Exercise brief – Put each line of the data below into a Markdown table with two columns, Row and Line, numbering the rows and skipping blank lines. Leave the pictures out of your answer.

(Labeled object pointing entries)
— BEGIN —
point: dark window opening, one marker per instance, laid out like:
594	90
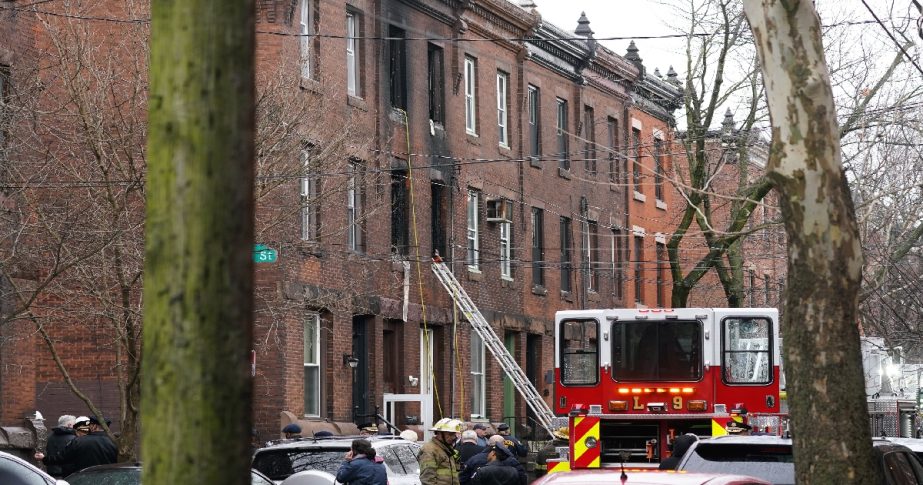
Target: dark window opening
436	84
440	218
658	169
561	133
397	68
639	269
538	247
535	124
589	140
636	163
661	282
612	131
579	352
566	258
746	350
400	213
657	350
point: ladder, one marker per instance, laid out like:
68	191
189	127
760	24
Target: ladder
543	413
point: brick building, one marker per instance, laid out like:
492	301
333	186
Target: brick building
390	130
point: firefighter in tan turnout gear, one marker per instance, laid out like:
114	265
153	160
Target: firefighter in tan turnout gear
438	457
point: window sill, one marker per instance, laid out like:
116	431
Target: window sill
357	102
475	274
309	84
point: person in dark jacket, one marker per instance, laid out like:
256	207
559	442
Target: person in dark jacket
468	446
93	449
499	469
362	466
482	459
61	436
519	450
680	445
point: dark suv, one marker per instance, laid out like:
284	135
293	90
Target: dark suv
770	458
325	455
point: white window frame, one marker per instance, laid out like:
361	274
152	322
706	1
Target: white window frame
309	198
305	38
506	249
312	364
473	235
478	377
352	209
503	82
471	126
352	63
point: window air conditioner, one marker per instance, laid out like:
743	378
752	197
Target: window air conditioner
499	210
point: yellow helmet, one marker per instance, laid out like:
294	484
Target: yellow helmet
448	425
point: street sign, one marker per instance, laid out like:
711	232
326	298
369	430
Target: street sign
264	254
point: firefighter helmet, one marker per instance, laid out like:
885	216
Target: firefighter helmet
448	425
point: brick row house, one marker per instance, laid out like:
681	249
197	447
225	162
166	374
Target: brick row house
393	130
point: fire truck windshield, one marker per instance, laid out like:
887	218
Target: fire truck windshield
657	350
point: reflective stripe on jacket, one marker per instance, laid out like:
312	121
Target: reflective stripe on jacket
438	464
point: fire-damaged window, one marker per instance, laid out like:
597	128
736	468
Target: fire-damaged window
400	212
579	352
746	355
657	350
397	67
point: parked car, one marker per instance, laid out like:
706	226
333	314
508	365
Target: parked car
644	476
130	474
915	445
325	455
770	458
16	471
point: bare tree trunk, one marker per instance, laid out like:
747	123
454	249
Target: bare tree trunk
822	358
198	277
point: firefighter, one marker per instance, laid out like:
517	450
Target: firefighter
438	457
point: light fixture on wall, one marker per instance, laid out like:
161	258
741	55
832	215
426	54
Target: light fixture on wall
351	361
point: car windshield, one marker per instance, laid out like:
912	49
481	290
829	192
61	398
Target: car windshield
278	464
773	463
109	476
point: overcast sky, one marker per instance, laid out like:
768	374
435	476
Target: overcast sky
623	18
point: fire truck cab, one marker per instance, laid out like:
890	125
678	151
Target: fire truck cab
631	380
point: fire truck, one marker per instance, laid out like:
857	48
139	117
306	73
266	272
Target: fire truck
631	380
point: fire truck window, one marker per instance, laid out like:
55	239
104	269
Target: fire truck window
746	350
657	351
579	352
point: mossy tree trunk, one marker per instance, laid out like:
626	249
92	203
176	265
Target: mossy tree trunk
198	279
822	360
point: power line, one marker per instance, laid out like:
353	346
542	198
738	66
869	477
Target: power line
894	39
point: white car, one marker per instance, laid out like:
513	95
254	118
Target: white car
316	461
16	471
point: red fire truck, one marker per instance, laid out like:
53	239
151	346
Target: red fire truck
630	380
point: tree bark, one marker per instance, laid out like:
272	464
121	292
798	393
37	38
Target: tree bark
198	280
821	355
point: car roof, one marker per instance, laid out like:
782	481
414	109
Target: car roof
915	444
609	476
333	442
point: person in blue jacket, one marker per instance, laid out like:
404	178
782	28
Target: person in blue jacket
362	467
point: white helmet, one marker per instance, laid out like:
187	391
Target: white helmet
448	425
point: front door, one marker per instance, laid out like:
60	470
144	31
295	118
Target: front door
360	373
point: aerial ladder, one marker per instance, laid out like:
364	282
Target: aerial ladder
513	371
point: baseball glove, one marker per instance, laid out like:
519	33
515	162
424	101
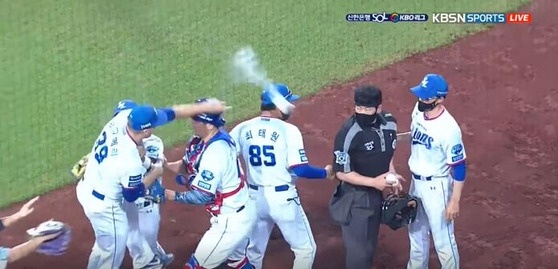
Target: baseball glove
399	210
79	168
155	193
56	246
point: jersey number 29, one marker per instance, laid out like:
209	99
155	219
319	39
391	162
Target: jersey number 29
256	151
103	151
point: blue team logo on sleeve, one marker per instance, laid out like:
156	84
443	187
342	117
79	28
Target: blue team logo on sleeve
302	154
134	181
204	185
207	175
457	153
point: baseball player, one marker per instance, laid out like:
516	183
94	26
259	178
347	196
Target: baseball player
142	239
436	149
273	151
115	172
217	181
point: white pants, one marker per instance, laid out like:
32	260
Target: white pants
137	244
110	225
149	220
282	208
431	219
227	233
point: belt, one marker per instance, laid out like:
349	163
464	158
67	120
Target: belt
277	188
418	177
238	210
98	195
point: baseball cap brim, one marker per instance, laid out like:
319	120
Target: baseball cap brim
422	92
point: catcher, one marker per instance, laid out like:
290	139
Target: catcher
49	238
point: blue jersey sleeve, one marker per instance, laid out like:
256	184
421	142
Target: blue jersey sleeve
309	171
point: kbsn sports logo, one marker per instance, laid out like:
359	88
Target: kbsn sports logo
386	17
456	17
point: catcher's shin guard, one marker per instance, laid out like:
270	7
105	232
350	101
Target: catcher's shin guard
241	264
192	264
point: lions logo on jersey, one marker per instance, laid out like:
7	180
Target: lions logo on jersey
340	157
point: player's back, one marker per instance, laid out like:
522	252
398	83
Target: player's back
111	156
433	142
263	143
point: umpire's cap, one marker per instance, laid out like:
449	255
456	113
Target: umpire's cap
216	120
432	85
145	117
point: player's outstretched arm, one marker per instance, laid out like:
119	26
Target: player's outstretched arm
28	247
404	137
355	178
189	110
23	212
195	197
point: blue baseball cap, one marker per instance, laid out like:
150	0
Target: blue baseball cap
216	120
145	117
433	85
283	90
123	105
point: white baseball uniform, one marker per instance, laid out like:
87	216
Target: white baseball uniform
436	145
219	173
114	163
270	147
143	215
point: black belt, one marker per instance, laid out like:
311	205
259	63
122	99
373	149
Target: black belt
277	188
418	177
— END —
Task result –
| Row | Line |
|---|---|
| 1 | point: dark window opening, one marker per instance, laid out like: |
| 2 | 594	90 |
| 3 | Target: dark window opening |
| 4 | 436	84 |
| 5 | 440	218 |
| 6 | 658	169 |
| 7 | 561	133 |
| 8 | 397	68 |
| 9 | 639	269 |
| 10 | 538	247 |
| 11 | 535	124 |
| 12 | 589	140 |
| 13 | 636	163 |
| 14 | 661	282 |
| 15 | 612	131 |
| 16 | 579	352 |
| 17 | 566	258 |
| 18 | 746	350 |
| 19 | 400	213 |
| 20 | 657	350 |
| 21 | point: ladder, one marker per instance, laid out like: |
| 22 | 68	191 |
| 23 | 189	127 |
| 24 | 760	24 |
| 25 | Target: ladder |
| 26 | 543	413 |
| 27 | point: brick building, one marker per instance, laid out like: |
| 28 | 492	301 |
| 29 | 333	186 |
| 30 | Target: brick building |
| 31 | 390	130 |
| 32 | point: firefighter in tan turnout gear, one marker per instance, laid out like: |
| 33 | 114	265 |
| 34 | 153	160 |
| 35 | Target: firefighter in tan turnout gear |
| 36 | 438	457 |
| 37 | point: window sill, one marker per instance, laid out like: |
| 38 | 116	431 |
| 39 | Target: window sill |
| 40 | 357	102 |
| 41 | 475	274 |
| 42 | 309	84 |
| 43 | point: person in dark jacket, one marker per instance, laid out like: |
| 44 | 256	207 |
| 45 | 559	442 |
| 46 | Target: person in dark jacket |
| 47 | 468	446 |
| 48 | 93	449 |
| 49 | 499	469 |
| 50 | 362	466 |
| 51 | 482	459 |
| 52 | 61	436 |
| 53 | 519	450 |
| 54 | 680	445 |
| 55 | point: dark suv, one marker per instance, laid out like: |
| 56 | 284	135 |
| 57 | 293	90 |
| 58 | Target: dark suv |
| 59 | 770	458 |
| 60 | 325	455 |
| 61 | point: white window frame, one marker per instance, laid out like: |
| 62 | 361	274 |
| 63 | 152	322 |
| 64 | 706	1 |
| 65 | Target: white window frame |
| 66 | 309	198 |
| 67 | 305	38 |
| 68 | 506	249 |
| 69 | 312	364 |
| 70 | 473	235 |
| 71 | 478	377 |
| 72 | 352	209 |
| 73 | 503	82 |
| 74 | 471	126 |
| 75 | 352	63 |
| 76 | point: window air conditioner, one marker per instance, laid out like: |
| 77 | 743	378 |
| 78 | 752	197 |
| 79 | Target: window air conditioner |
| 80 | 499	210 |
| 81 | point: yellow helmet, one marker per instance, laid out like: |
| 82 | 294	484 |
| 83 | Target: yellow helmet |
| 84 | 448	425 |
| 85 | point: street sign, one marker per instance, laid out like: |
| 86 | 711	232 |
| 87 | 326	298 |
| 88 | 369	430 |
| 89 | Target: street sign |
| 90 | 264	254 |
| 91 | point: firefighter helmet, one marker per instance, laid out like: |
| 92 | 885	216 |
| 93 | Target: firefighter helmet |
| 94 | 448	425 |
| 95 | point: brick row house, one marker per instance, laid out like: |
| 96 | 681	249 |
| 97 | 197	447 |
| 98 | 225	162 |
| 99 | 166	374 |
| 100 | Target: brick row house |
| 101 | 393	130 |
| 102 | point: fire truck windshield, one marker per instance, laid out like: |
| 103 | 887	218 |
| 104 | Target: fire truck windshield |
| 105 | 657	350 |
| 106 | point: reflective stripe on jacket, one marker per instance, laid out like: |
| 107 | 312	121 |
| 108 | Target: reflective stripe on jacket |
| 109 | 438	464 |
| 110 | point: fire-damaged window, one marker per instance, laid out like: |
| 111 | 597	128 |
| 112 | 736	468 |
| 113 | Target: fire-damaged window |
| 114 | 400	212 |
| 115 | 579	352 |
| 116 | 746	355 |
| 117 | 657	350 |
| 118 | 397	67 |
| 119 | point: parked car, one marker per instance, laid out like: |
| 120 | 706	226 |
| 121 | 333	314 |
| 122 | 508	365 |
| 123 | Target: parked car |
| 124 | 644	476 |
| 125 | 130	474 |
| 126 | 915	445 |
| 127 | 325	455 |
| 128 | 770	458 |
| 129 | 16	471 |
| 130 | point: bare tree trunk, one marker per instance, laid out like: |
| 131 | 747	123 |
| 132 | 454	249 |
| 133 | Target: bare tree trunk |
| 134 | 822	358 |
| 135 | 198	277 |
| 136 | point: firefighter, one marker per instance, laid out like: |
| 137 | 517	450 |
| 138 | Target: firefighter |
| 139 | 438	457 |
| 140 | point: light fixture on wall, one marker per instance, laid out like: |
| 141 | 161	258 |
| 142 | 741	55 |
| 143 | 832	215 |
| 144 | 426	54 |
| 145 | Target: light fixture on wall |
| 146 | 351	361 |
| 147 | point: car windshield, one marker per instance, laid out like: |
| 148 | 912	49 |
| 149 | 481	290 |
| 150 | 829	192 |
| 151 | 61	398 |
| 152 | Target: car windshield |
| 153 | 278	464 |
| 154 | 773	463 |
| 155 | 109	476 |
| 156 | point: overcast sky, one marker per instance, laid out like: |
| 157 | 768	374 |
| 158 | 435	476 |
| 159 | Target: overcast sky |
| 160 | 623	18 |
| 161 | point: fire truck cab, one marker per instance, laid out like: |
| 162 | 890	125 |
| 163 | 678	151 |
| 164 | Target: fire truck cab |
| 165 | 631	380 |
| 166 | point: fire truck, one marker per instance, laid out like: |
| 167 | 857	48 |
| 168 | 139	117 |
| 169 | 306	73 |
| 170 | 266	272 |
| 171 | Target: fire truck |
| 172 | 631	380 |
| 173 | point: fire truck window, one marker per instance, laid out like: |
| 174 | 55	239 |
| 175 | 104	269 |
| 176 | Target: fire truck window |
| 177 | 746	350 |
| 178 | 657	351 |
| 179 | 579	352 |
| 180 | point: mossy tree trunk, one marker per instance, laid out like: |
| 181 | 626	249 |
| 182 | 92	203 |
| 183 | 176	265 |
| 184 | Target: mossy tree trunk |
| 185 | 198	279 |
| 186 | 822	360 |
| 187 | point: power line, one marker per instance, laid out like: |
| 188 | 353	346 |
| 189 | 542	198 |
| 190 | 738	66 |
| 191 | 869	477 |
| 192 | Target: power line |
| 193 | 894	39 |
| 194 | point: white car, one marker per instance, laid out like: |
| 195 | 513	95 |
| 196 | 254	118 |
| 197 | Target: white car |
| 198 | 316	461 |
| 199 | 16	471 |
| 200 | point: red fire truck, one marker per instance, laid out like: |
| 201 | 53	239 |
| 202 | 151	346 |
| 203 | Target: red fire truck |
| 204 | 630	380 |
| 205 | point: tree bark, one marker per instance, laid out like: |
| 206 | 272	464 |
| 207 | 121	292 |
| 208 | 798	393 |
| 209 | 37	38 |
| 210 | Target: tree bark |
| 211 | 198	280 |
| 212 | 821	355 |
| 213 | point: car roof, one marker per instance, laid out like: |
| 214 | 782	481 |
| 215 | 414	109 |
| 216 | Target: car roof |
| 217 | 915	444 |
| 218 | 609	476 |
| 219 | 333	442 |
| 220 | point: person in blue jacket, one marker per instance, laid out like: |
| 221 | 404	178 |
| 222 | 782	28 |
| 223 | Target: person in blue jacket |
| 224 | 362	467 |
| 225 | point: white helmet, one marker per instance, laid out like: |
| 226 | 187	391 |
| 227 | Target: white helmet |
| 228 | 448	425 |
| 229 | point: front door, one marker per instance, laid out like: |
| 230 | 60	470 |
| 231 | 144	31 |
| 232 | 295	118 |
| 233 | Target: front door |
| 234 | 360	373 |
| 235 | point: aerial ladder, one marker per instance, laid out like: |
| 236 | 364	282 |
| 237 | Target: aerial ladder |
| 238 | 513	371 |
| 239 | point: baseball glove, one marker per instance, laid out like: |
| 240 | 519	33 |
| 241 | 515	162 |
| 242 | 424	101 |
| 243 | Target: baseball glove |
| 244 | 399	210 |
| 245 | 79	168 |
| 246 | 155	193 |
| 247 | 56	246 |
| 248 | point: jersey number 29, one marker per instance, laid out like: |
| 249 | 209	99 |
| 250 | 155	219 |
| 251 | 319	39 |
| 252 | 391	162 |
| 253 | Target: jersey number 29 |
| 254 | 256	151 |
| 255 | 103	151 |
| 256 | point: blue team logo on sleeve, one marker per instance, laid out like: |
| 257 | 156	84 |
| 258 | 443	187 |
| 259 | 342	117 |
| 260 | 79	28 |
| 261 | Target: blue team logo on sleeve |
| 262 | 302	154 |
| 263 | 134	181 |
| 264 | 204	185 |
| 265 | 207	175 |
| 266 | 457	153 |
| 267 | point: baseball player, one marker per instance, laid out like: |
| 268 | 516	183 |
| 269 | 94	26 |
| 270 | 259	178 |
| 271 | 347	196 |
| 272 | Target: baseball player |
| 273 | 142	239 |
| 274 | 436	149 |
| 275 | 273	151 |
| 276 | 115	172 |
| 277 | 217	181 |
| 278 | point: white pants, one marker per instance, laid out like: |
| 279 | 32	260 |
| 280 | Target: white pants |
| 281 | 137	244 |
| 282 | 110	225 |
| 283 | 149	220 |
| 284 | 282	208 |
| 285 | 431	219 |
| 286 | 227	233 |
| 287 | point: belt, one marker per instance, laid out like: |
| 288 | 349	163 |
| 289 | 464	158 |
| 290 | 67	120 |
| 291 | Target: belt |
| 292 | 277	188 |
| 293 | 418	177 |
| 294 | 238	210 |
| 295 | 98	195 |
| 296 | point: baseball cap brim, one marker per instance, laid out like: |
| 297 | 319	120 |
| 298 | Target: baseball cap brim |
| 299 | 422	92 |
| 300 | point: catcher, one marker per instance, laid out like: |
| 301 | 290	139 |
| 302 | Target: catcher |
| 303 | 49	238 |
| 304 | point: blue jersey sleeve, one marker per instance, laid out like: |
| 305 | 256	184 |
| 306 | 421	142 |
| 307 | Target: blue jersey sleeve |
| 308 | 309	171 |
| 309 | point: kbsn sports logo, one marker per instance, laid out like: |
| 310 | 359	88 |
| 311 | Target: kbsn sports logo |
| 312 | 386	17 |
| 313 | 456	17 |
| 314 | point: catcher's shin guard, one marker per instance, laid out like: |
| 315 | 270	7 |
| 316 | 105	232 |
| 317 | 350	101 |
| 318 | Target: catcher's shin guard |
| 319 | 241	264 |
| 320 | 192	264 |
| 321 | point: lions logo on jersey, one marker per instance, laid out like: |
| 322 | 7	180 |
| 323 | Target: lions logo on jersey |
| 324 | 340	157 |
| 325 | point: player's back, one marker per instance, laid out like: |
| 326 | 522	252 |
| 327 | 398	83 |
| 328 | Target: player's back |
| 329 | 111	156 |
| 330 | 433	142 |
| 331 | 263	143 |
| 332 | point: umpire's cap, one marker per instance, laid out like: |
| 333 | 449	255 |
| 334 | 456	113 |
| 335 | Target: umpire's cap |
| 336 | 216	120 |
| 337 | 432	85 |
| 338 | 145	117 |
| 339 | point: player's outstretched arm, one marker per instance, laid out like: |
| 340 | 119	26 |
| 341 | Target: player's outstretched arm |
| 342 | 28	247 |
| 343 | 404	137 |
| 344 | 355	178 |
| 345 | 189	110 |
| 346 | 23	212 |
| 347 | 195	197 |
| 348 | point: blue baseball cap, one marker per instance, laid out like: |
| 349 | 150	0 |
| 350 | Target: blue baseball cap |
| 351 | 216	120 |
| 352 | 145	117 |
| 353 | 433	85 |
| 354 | 283	90 |
| 355 | 123	105 |
| 356 | point: white baseball uniform, one marker per instance, laid out like: |
| 357 | 87	216 |
| 358 | Target: white baseball uniform |
| 359 | 436	145 |
| 360 | 219	173 |
| 361 | 114	163 |
| 362 | 270	147 |
| 363 | 143	215 |
| 364 | point: black belt, one marker per instance, laid out like: |
| 365 | 311	205 |
| 366 | 259	63 |
| 367 | 122	99 |
| 368 | 373	149 |
| 369 | Target: black belt |
| 370 | 277	188 |
| 371 | 418	177 |